* _REQUIRED WORK_: Return every record below exactly as written, but leave out the pictures.

[INFORMATION PROVIDED start]

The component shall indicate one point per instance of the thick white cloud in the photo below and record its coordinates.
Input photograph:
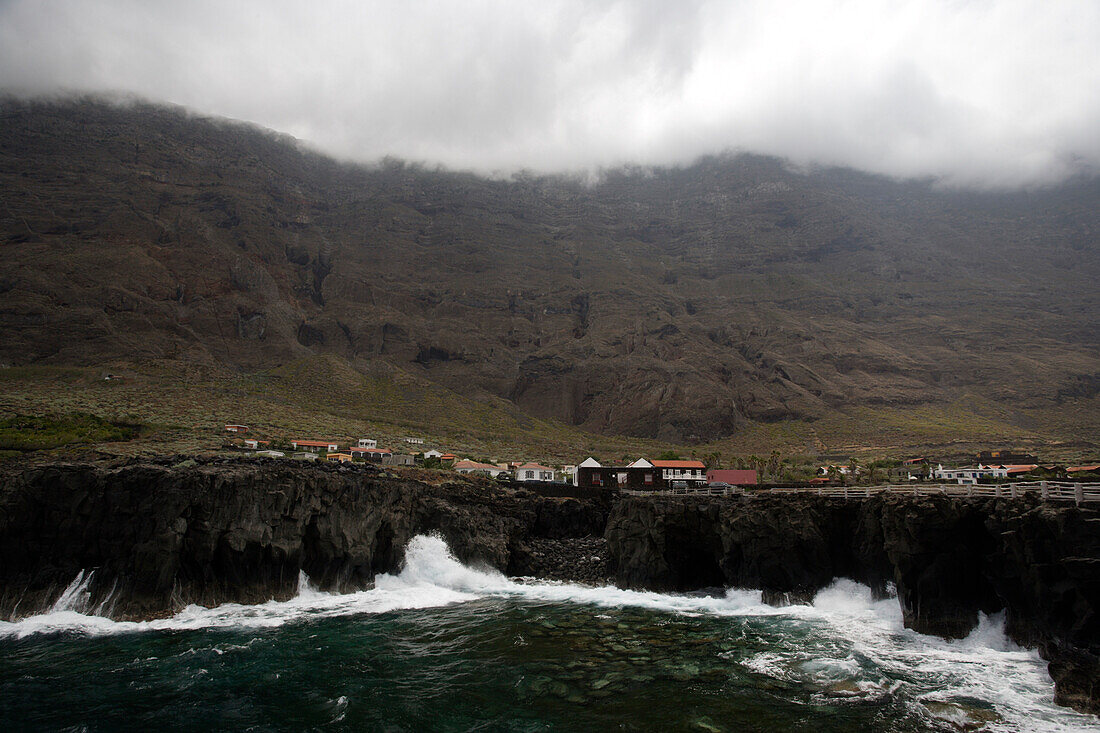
(971, 91)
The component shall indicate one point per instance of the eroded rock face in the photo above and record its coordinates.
(948, 557)
(162, 534)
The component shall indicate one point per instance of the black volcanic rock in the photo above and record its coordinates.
(948, 557)
(161, 534)
(672, 303)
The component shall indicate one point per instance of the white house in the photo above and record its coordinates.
(966, 476)
(587, 462)
(316, 446)
(374, 455)
(534, 472)
(686, 471)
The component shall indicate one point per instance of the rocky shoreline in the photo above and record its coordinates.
(169, 532)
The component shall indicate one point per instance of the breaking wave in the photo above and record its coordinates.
(873, 654)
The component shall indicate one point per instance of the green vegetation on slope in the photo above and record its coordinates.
(42, 431)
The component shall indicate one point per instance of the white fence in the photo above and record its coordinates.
(1079, 493)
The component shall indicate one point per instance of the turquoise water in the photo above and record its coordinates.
(443, 647)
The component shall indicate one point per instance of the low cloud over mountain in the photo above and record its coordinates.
(976, 94)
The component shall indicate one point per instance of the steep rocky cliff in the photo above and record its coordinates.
(948, 558)
(163, 534)
(679, 304)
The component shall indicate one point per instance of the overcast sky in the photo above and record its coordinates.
(971, 91)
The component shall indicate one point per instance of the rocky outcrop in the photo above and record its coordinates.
(949, 558)
(161, 534)
(164, 534)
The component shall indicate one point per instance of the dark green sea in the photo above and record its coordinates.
(444, 647)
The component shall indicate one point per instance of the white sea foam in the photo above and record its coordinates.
(866, 645)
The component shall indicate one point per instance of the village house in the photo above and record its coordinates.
(691, 472)
(316, 446)
(474, 467)
(1018, 469)
(843, 470)
(534, 472)
(970, 474)
(641, 474)
(733, 477)
(372, 455)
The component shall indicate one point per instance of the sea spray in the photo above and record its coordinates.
(444, 643)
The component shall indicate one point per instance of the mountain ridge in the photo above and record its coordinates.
(678, 304)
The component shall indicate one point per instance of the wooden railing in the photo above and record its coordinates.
(1065, 491)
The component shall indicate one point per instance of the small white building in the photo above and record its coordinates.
(969, 476)
(587, 462)
(534, 472)
(316, 446)
(692, 471)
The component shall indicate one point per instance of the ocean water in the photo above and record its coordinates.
(442, 646)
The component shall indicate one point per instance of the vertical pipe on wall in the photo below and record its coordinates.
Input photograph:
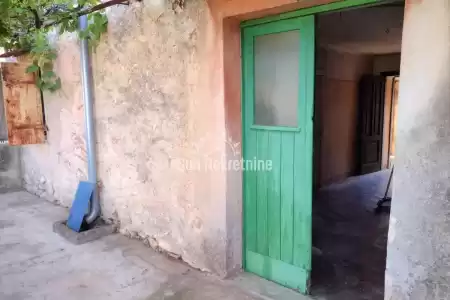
(86, 75)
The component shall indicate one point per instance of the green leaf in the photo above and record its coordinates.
(32, 69)
(52, 55)
(48, 74)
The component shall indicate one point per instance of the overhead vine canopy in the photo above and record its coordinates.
(25, 25)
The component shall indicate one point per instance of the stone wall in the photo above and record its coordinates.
(10, 176)
(155, 109)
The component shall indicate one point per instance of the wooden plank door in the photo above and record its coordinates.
(23, 104)
(278, 79)
(372, 123)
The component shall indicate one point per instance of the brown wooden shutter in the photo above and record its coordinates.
(23, 104)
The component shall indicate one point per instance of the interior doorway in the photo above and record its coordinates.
(357, 76)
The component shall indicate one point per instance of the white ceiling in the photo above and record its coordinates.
(372, 30)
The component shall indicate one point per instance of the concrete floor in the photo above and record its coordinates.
(36, 263)
(351, 239)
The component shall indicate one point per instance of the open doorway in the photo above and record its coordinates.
(357, 77)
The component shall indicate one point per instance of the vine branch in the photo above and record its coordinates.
(39, 23)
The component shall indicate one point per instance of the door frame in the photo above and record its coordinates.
(314, 10)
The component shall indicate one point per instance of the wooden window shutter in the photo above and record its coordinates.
(23, 104)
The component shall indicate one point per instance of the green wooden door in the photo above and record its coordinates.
(278, 95)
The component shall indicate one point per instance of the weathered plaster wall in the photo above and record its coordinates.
(337, 83)
(419, 243)
(154, 108)
(167, 89)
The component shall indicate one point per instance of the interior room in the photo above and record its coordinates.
(357, 77)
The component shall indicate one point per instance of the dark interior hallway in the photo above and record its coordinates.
(349, 256)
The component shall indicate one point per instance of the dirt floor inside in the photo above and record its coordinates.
(350, 239)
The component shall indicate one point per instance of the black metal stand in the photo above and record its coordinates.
(385, 199)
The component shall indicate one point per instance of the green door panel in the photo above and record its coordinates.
(279, 90)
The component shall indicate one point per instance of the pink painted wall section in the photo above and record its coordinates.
(167, 92)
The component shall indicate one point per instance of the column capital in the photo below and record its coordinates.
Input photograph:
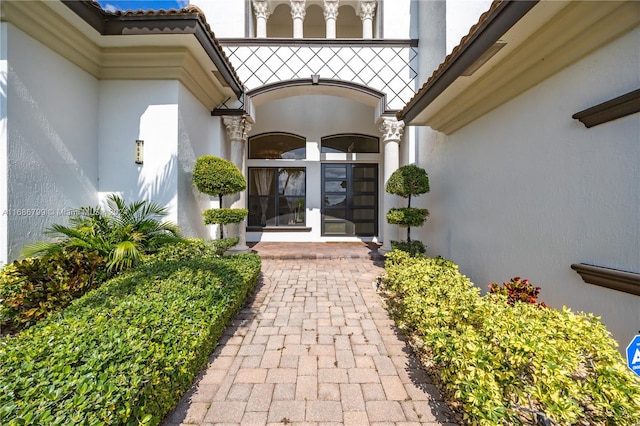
(261, 9)
(391, 129)
(331, 9)
(298, 9)
(367, 9)
(238, 127)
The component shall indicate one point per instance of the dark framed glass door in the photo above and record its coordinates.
(350, 199)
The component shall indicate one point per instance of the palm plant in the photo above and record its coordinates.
(122, 234)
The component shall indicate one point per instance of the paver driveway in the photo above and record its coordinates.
(314, 346)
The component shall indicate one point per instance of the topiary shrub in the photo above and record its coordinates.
(224, 216)
(406, 182)
(509, 364)
(218, 177)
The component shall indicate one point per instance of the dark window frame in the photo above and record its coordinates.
(354, 135)
(276, 198)
(286, 134)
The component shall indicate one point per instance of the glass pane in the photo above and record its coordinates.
(277, 145)
(335, 186)
(365, 229)
(291, 181)
(364, 200)
(364, 214)
(335, 172)
(364, 172)
(262, 211)
(335, 200)
(291, 211)
(335, 214)
(350, 143)
(262, 181)
(335, 228)
(364, 186)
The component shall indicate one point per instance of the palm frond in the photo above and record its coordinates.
(125, 254)
(40, 248)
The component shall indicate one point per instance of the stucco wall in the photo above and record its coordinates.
(145, 110)
(461, 16)
(4, 204)
(199, 134)
(526, 190)
(231, 23)
(313, 117)
(399, 19)
(52, 149)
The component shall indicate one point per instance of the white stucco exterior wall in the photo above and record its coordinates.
(52, 154)
(145, 110)
(4, 203)
(399, 19)
(199, 134)
(527, 191)
(226, 17)
(461, 16)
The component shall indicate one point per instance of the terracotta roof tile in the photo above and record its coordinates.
(454, 53)
(188, 10)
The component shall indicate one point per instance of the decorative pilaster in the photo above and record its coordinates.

[INFORMATION PROVIDED end]

* _RESPONSE TO THIS TASK_:
The component shall indicate one point per instance of the thick white cloud in the photo below and record its coordinates.
Input photograph:
(971, 91)
The component shall indicate one point per instance of the eroded rock face in the photo above and record its coordinates.
(948, 557)
(162, 534)
The component shall indicate one point per instance of the black volcanic rock in the photo above and record its coordinates.
(948, 557)
(161, 534)
(672, 303)
The component shall indicate one point per instance of the white house in the photo above and record its coordinates.
(966, 476)
(587, 462)
(316, 446)
(374, 455)
(534, 472)
(686, 471)
The component shall indicate one point per instance of the rocky shoreline in the photo above and record its coordinates.
(169, 532)
The component shall indicate one point per instance of the breaking wave in the photo above and record its coordinates.
(873, 654)
The component shall indicate one point per instance of the green vegetation on slope in the photo above and record its coordinates.
(42, 431)
The component shall indicate one point per instance of the white fence in the photo above and record its coordinates.
(1079, 493)
The component shall indicate one point per instance of the turquoise water in the photo above and record its coordinates.
(443, 647)
The component shall indicate one point per instance of the low cloud over mountain in the photo above and record its coordinates.
(976, 94)
The component shall indicate one point per instance of the steep rocky cliff in the photo above and record its coordinates.
(948, 558)
(163, 534)
(679, 304)
The component shall indicate one point per instance of the overcast sky in the photo above and record its coordinates.
(971, 91)
The component shall indicate one point per instance of the rocky outcrop in the photo above and record its coordinates.
(949, 558)
(161, 534)
(164, 534)
The component shall indicate one point per instance of the dark green sea in the photo above and record its coordinates.
(444, 647)
The component shall indicate one point per instance of the white sea foam in the photo above and record its coordinates.
(866, 645)
The component shall indicate one point per instance of the village house in the photo above and record its coordinates.
(691, 472)
(316, 446)
(474, 467)
(1018, 469)
(843, 470)
(534, 472)
(970, 474)
(641, 474)
(733, 477)
(372, 455)
The component shall indicate one point per instance of the sea spray in the photo above and record its coordinates.
(444, 643)
The component shall indicate one point per instance of the mountain ridge in the photo above and record its coordinates.
(678, 304)
The component shall indicate one point per instance of the wooden railing in the photo above and record its coordinates.
(1065, 491)
The component shall indicate one point per instance of the small white building in the photo above and record its coordinates.
(969, 476)
(587, 462)
(534, 472)
(316, 446)
(692, 471)
The component shall indicate one point per instance of the ocean water in the photo above and record its coordinates.
(442, 646)
The component shall indicate one point per instance of the vertical pipe on wall in the photo below and record its coordinates.
Input photograph:
(86, 75)
The component shall indicate one point per instance of the green leaf in the photo above and record its coordinates.
(32, 69)
(52, 55)
(48, 74)
The component shall indicate one point per instance of the overhead vine canopy in the photo above and record its coordinates.
(25, 25)
The component shall indicate one point per instance of the stone wall in the photo above and record its coordinates.
(10, 176)
(155, 109)
The component shall indicate one point per instance of the wooden plank door in the photo above and record its coordinates.
(23, 104)
(278, 79)
(372, 123)
The component shall indicate one point per instance of the brown wooden shutter in the photo above and record its coordinates.
(23, 104)
The component shall indicate one point per instance of the interior doorway in the photo above and record its coordinates.
(357, 76)
The component shall indicate one point per instance of the white ceiling in the photo above and record its coordinates.
(372, 30)
The component shall indicate one point per instance of the concrete floor in the photo above and record its coordinates.
(36, 263)
(351, 239)
The component shall indicate one point per instance of the open doorway in the photo above and record its coordinates.
(357, 77)
The component shall indicate one point per instance of the vine branch in the photo above and record its coordinates.
(39, 23)
The component shall indicate one point per instance of the door frame in the photo above and record its coordinates.
(314, 10)
The component shall indicate one point per instance of the wooden window shutter in the photo above and record its coordinates.
(23, 104)
The component shall indicate one point per instance of the green wooden door in the photo above and record its coordinates.
(278, 95)
The component shall indicate one point per instance of the weathered plaster wall in the photo above and record its coordinates.
(337, 83)
(419, 243)
(154, 108)
(167, 89)
The component shall indicate one point per instance of the interior room in the photo above and record its coordinates.
(357, 77)
The component shall indicate one point per instance of the dark interior hallway in the photo above and record its coordinates.
(349, 256)
The component shall indicate one point per instance of the dirt floor inside in the photo above and record its coordinates.
(350, 239)
The component shall indicate one point per instance of the black metal stand in the photo above and record its coordinates.
(385, 199)
The component shall indicate one point per instance of the green door panel in the photo above and record its coordinates.
(279, 90)
The component shall indicate one point per instance of the pink painted wall section in the photo above and record its coordinates.
(167, 92)
The component shall indicate one point per instance of the column capital in the photo below and record its coordinates.
Input photograph:
(261, 9)
(391, 129)
(331, 9)
(298, 9)
(367, 9)
(238, 127)
The component shall indicate one point per instance of the dark framed glass door in the photo above and record its coordinates.
(350, 199)
The component shall indicate one point per instance of the palm plant in the photo above and record its coordinates.
(122, 234)
The component shall indicate one point per instance of the paver driveway in the photo above and record its coordinates.
(314, 346)
The component shall indicate one point per instance of the topiary shrub in the photo above and record its coordinates.
(224, 216)
(406, 182)
(509, 364)
(218, 177)
The component shall indicate one point per instance of the dark window frame in the photo above and record its coordinates.
(354, 135)
(276, 198)
(286, 134)
The component shall indicate one point per instance of the glass pane in the photo above and record its coordinates.
(277, 145)
(335, 186)
(365, 229)
(291, 181)
(364, 200)
(364, 214)
(335, 172)
(364, 172)
(262, 211)
(335, 200)
(291, 211)
(335, 214)
(350, 143)
(262, 181)
(335, 228)
(364, 186)
The component shall indicate one point per instance of the palm frond in the photo above and record its coordinates.
(125, 254)
(40, 248)
The component shall indicate one point per instance of the stucco wall in the photo above and record its coordinates.
(145, 110)
(461, 16)
(4, 204)
(199, 134)
(526, 190)
(231, 23)
(313, 117)
(399, 19)
(52, 149)
The component shall indicate one point per instance of the white stucco exterior wall in the photo above and record its coordinates.
(52, 154)
(145, 110)
(4, 203)
(399, 19)
(199, 134)
(527, 191)
(226, 17)
(461, 16)
The component shall indicate one point per instance of the terracotta roof tile in the photo above and record its coordinates.
(454, 53)
(188, 10)
The component shall indicate one point per instance of the decorative pilaster in the photo above and record its coordinates.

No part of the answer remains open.